**The exercise:** Reproduce every one of the rows below word for word, leaving nothing out.

**Records supplied:**
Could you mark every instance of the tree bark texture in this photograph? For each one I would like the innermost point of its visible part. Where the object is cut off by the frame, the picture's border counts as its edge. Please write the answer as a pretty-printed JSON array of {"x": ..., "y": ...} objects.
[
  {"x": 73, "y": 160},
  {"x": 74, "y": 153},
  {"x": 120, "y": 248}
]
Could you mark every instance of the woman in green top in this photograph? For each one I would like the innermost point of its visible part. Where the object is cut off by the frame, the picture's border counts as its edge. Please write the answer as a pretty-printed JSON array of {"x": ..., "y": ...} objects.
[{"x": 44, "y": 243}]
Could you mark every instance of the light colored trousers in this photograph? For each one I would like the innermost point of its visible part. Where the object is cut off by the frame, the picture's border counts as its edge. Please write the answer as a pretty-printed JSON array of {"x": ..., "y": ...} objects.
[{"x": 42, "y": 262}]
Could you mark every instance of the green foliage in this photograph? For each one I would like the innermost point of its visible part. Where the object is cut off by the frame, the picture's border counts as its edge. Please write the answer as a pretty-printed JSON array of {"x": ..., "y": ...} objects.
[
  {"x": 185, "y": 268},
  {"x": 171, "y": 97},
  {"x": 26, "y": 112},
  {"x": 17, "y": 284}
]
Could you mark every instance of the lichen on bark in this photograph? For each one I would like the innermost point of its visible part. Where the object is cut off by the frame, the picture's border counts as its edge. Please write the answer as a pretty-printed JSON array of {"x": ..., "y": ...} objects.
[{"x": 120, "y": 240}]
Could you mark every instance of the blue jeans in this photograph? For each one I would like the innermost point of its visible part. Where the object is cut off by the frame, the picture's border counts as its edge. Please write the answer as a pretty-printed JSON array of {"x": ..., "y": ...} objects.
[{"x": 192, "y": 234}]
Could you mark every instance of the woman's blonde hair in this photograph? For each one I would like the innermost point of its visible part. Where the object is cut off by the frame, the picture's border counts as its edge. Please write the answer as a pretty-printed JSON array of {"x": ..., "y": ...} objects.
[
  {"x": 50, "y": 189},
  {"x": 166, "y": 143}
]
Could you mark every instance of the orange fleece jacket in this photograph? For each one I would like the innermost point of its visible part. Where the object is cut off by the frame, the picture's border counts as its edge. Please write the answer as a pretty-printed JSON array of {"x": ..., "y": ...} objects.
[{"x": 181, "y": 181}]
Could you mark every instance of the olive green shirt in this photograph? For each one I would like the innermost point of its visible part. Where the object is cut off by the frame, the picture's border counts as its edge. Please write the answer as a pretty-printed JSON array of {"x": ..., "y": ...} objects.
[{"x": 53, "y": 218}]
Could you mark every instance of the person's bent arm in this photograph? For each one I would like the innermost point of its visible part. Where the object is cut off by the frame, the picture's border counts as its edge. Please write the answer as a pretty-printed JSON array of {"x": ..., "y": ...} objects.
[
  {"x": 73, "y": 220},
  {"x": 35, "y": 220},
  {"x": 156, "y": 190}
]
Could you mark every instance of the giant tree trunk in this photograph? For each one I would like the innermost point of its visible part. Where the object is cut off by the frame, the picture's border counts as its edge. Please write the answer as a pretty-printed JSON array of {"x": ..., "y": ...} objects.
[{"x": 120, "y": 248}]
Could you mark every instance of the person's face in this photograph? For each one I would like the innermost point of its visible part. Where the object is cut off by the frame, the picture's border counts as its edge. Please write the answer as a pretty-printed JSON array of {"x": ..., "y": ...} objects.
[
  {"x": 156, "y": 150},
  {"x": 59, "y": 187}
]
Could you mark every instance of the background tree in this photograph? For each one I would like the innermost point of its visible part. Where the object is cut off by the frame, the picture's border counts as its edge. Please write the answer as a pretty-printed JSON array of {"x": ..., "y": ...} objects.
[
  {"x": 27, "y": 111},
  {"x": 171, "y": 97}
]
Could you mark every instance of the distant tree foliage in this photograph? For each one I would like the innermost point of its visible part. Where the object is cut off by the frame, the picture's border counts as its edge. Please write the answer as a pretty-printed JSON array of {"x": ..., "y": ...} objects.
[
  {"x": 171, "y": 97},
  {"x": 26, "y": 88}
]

**Solved problem:**
Could you mark every instance of the tree bark texture in this photograph? For each one I would like the innermost point of its visible part. Where the object is cut off by the frame, the picture's border counts as its edge. Please write the answer as a pretty-printed JSON array of {"x": ..., "y": ...} objects.
[
  {"x": 73, "y": 160},
  {"x": 74, "y": 153},
  {"x": 120, "y": 248}
]
Could you mark every instance of the woman in green top in this photograph? For each one I would like the innermost point of its visible part. Where the object is cut off by the frame, the picture's border counts as its edge. Please write the answer as a pretty-printed JSON array of {"x": ..., "y": ...} objects.
[{"x": 44, "y": 243}]
Could you mark every instance of the light colored trousers in this photograph? For each one I would like the innermost point of its visible part. Where the object is cut off by the frame, the picture's border counts as its edge. Please write the answer as a pretty-printed JSON array of {"x": ..., "y": ...} objects.
[{"x": 42, "y": 262}]
Could you mark every instance of the green foliage in this photograph? For each one I would like the innermost point of its visible part. Where the object is cut off by the frame, the picture's border counts as its edge. Please write the answer as a pretty-printed JSON array of {"x": ..., "y": ...} objects.
[
  {"x": 185, "y": 268},
  {"x": 171, "y": 97},
  {"x": 26, "y": 112},
  {"x": 17, "y": 284}
]
Could you mark every instance of the lichen on bark in this photograph? For each one I would like the innermost point of its visible part. Where the object is cut off by the frame, the picture's border counts as its edge. Please write the answer as a pretty-printed JSON array of {"x": ..., "y": ...} objects.
[{"x": 120, "y": 240}]
Could you mark every instance of the blue jeans in this photograph? For each one I would like the innermost point of its visible part. Where the object is cut off by the frame, the picture's border counts as its edge. Please write the answer as a pretty-printed JSON array of {"x": ..., "y": ...} objects.
[{"x": 192, "y": 234}]
Could you mark every instance of the woman's blonde hair in this photograph? For each one I would like the innermost point of its visible part. Where the object is cut off by the frame, the picture's border counts as its edge. Please write the answer as a pretty-printed JSON array of {"x": ..., "y": ...} objects.
[
  {"x": 50, "y": 189},
  {"x": 166, "y": 143}
]
Could you mark every instance of the orange fleece jacket in this photograph? For each one I would like the innermost point of its visible part. Where the object is cut off by the frame, the picture's border counts as its edge. Please write the answer as a pretty-printed JSON array of {"x": ..., "y": ...} objects.
[{"x": 181, "y": 181}]
Could you mark every instance of the olive green shirt in this photograph? For each one I would like the innermost point of its visible part. Where the object is cut off by the frame, the picture's border counts as its edge. Please write the answer as a pretty-printed JSON array of {"x": ..., "y": ...} objects.
[{"x": 53, "y": 218}]
Could you mark every instance of the person's bent arm in this photograph? For each one I would like the innermost point of its visible part. Where the object is cut off by the frame, the picture's border counts as its edge. Please write the answer as a pretty-printed JSON array of {"x": ..., "y": ...} objects.
[
  {"x": 73, "y": 220},
  {"x": 35, "y": 220},
  {"x": 156, "y": 190}
]
Could you mark every instance of the giant tree trunk in this photograph? For each one I would like the innermost point of its visible part. Where the object is cut off by the frame, the picture's border counts as its edge. Please write the answer as a pretty-printed JSON array of {"x": ..., "y": ...} objects.
[{"x": 120, "y": 248}]
Could you mark every instance of the person's face in this photograph? For each one I would like the innermost point of its visible part. Where the object is cut off by the frame, the picture's border counts as its edge. Please write the answer as a pretty-printed JSON array of {"x": ..., "y": ...} objects.
[
  {"x": 156, "y": 150},
  {"x": 59, "y": 187}
]
Could you mark every instance of the background tree in this photograph? For each one I would like the innermost point of its visible part. Where the object is cut off by the frame, the picture's border counts as its edge. Please write the answer as a pretty-printed JSON array of {"x": ..., "y": ...} objects.
[
  {"x": 27, "y": 111},
  {"x": 171, "y": 97}
]
Could you mark every instance of the distant tree foliage in this photograph? For each one I would like the innermost point of its visible part. Where the object is cut off by the frame, the picture's border counts as its edge. Please write the answer as a pretty-printed JSON array of {"x": ..., "y": ...} objects.
[
  {"x": 171, "y": 97},
  {"x": 26, "y": 88}
]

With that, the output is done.